◆ Passage provided

Ideally I think I would prefer to put the money down as having a low mortgage and paying off the house feels really good to me. I just like that and that's what I've worked towards with the other two properties. But then...it's pretty much my life savings in our house... which as much as I hate to say it, does kind of sit a bit funny. 

Any thoughts/advise would be appreciated.


----------



## wendi1 (Oct 2, 2013)

Michelle: There is no way I would harness myself to 3 separate mortgages in my thirties. No way.

Don't you want to take some time off work this decade to have kids? How are you going to do that?

I know that your first rental property is cash-flow positive - will it continue to be if you have to renew the mortgage at a higher rate of interest? How much do interest rates have to go up before you will be forced to subsidise the tenant? And don't forget, in a rising interest rate environment, all three of your mortgages will cost more as they renew, putting more pressure on your cash flow.

I would work at lowering my risk, if I were you.

But let's not put the cart before the horse. Boyfriend hasn't proposed yet - it's a bit early to start looking at floorplans.


----------



## Four Pillars (Apr 5, 2009)

Keep the money separate until a lot later on. If you put it all in a shared home, then you have to share it if things don't work out.

If you guys want to buy a house together then tell him you want to 'save for it together' as well. Far more romantic.


----------



## Guban (Jul 5, 2011)

You'd have to take a look at how much risk you are willing to take in your life. I'd do the conservative thing and sell both properties and reduce my mortgage. Do you really want to be leveraged that much? If so, you'd have to take a very close look at cash flow and possible future property value increases.

On a similar risk point. You'd be contributing close to $200k into the downpayment, and he'd be contributing not "too much"? I think that is what Four Pillars is referring to. Think seriously about his advice ... about being far more romantic .. I mean!


----------



## Spudd (Oct 11, 2011)

I have a couple of thoughts. 

1. I would definitely sell one of the properties, having 3 mortgages in an environment where interest rates may go up in a few years seems risky. I would lean towards selling the condo, since condo fees I suspect would make it harder to be profitable as a rental. 
2. I believe that the "marital home" must be split 50/50 in the case of a divorce. If you contribute a huge downpayment and then things don't work out, you'll lose half that downpayment. Just something to consider.

◆ Provided information
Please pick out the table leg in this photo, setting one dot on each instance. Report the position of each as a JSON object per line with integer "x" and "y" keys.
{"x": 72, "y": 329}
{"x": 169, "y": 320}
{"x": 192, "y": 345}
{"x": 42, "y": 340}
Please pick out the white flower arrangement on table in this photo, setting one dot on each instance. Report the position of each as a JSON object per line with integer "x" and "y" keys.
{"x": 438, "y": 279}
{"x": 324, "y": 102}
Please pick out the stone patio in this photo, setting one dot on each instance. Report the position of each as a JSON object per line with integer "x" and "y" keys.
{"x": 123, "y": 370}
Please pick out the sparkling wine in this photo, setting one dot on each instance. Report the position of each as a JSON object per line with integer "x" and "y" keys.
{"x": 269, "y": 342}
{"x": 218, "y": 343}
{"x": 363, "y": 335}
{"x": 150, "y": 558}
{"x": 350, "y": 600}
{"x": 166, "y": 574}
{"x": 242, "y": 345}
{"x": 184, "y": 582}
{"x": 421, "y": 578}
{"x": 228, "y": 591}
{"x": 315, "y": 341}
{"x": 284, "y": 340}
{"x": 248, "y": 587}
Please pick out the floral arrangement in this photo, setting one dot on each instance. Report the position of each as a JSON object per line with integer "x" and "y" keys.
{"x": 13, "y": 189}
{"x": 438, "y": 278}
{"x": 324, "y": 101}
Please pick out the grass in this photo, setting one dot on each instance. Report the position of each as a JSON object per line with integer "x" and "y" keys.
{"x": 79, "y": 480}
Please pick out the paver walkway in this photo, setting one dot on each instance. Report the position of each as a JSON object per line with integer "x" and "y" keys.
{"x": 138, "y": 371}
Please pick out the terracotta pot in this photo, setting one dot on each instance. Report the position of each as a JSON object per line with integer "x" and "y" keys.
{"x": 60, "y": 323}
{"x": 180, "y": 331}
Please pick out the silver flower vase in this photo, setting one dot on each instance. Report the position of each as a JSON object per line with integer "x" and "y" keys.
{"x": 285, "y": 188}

◆ Brief 1
In the forum thread, which property does Spudd lean toward selling?
◆ Brief 2
Say whether each statement below agrees with the forum thread, answering yes or no and quoting the words of the thread that decide it: (a) Guban would sell both properties and reduce the mortgage. (b) Four Pillars advises putting the money into the shared home right away. (c) wendi1 says the first rental property is cash-flow negative.

◆ Exercise output 1
The condo.

◆ Exercise output 2
(a) Yes: "I'd do the conservative thing and sell both properties and reduce my mortgage."
(b) No: "Keep the money separate until a lot later on."
(c) No: "I know that your first rental property is cash-flow positive"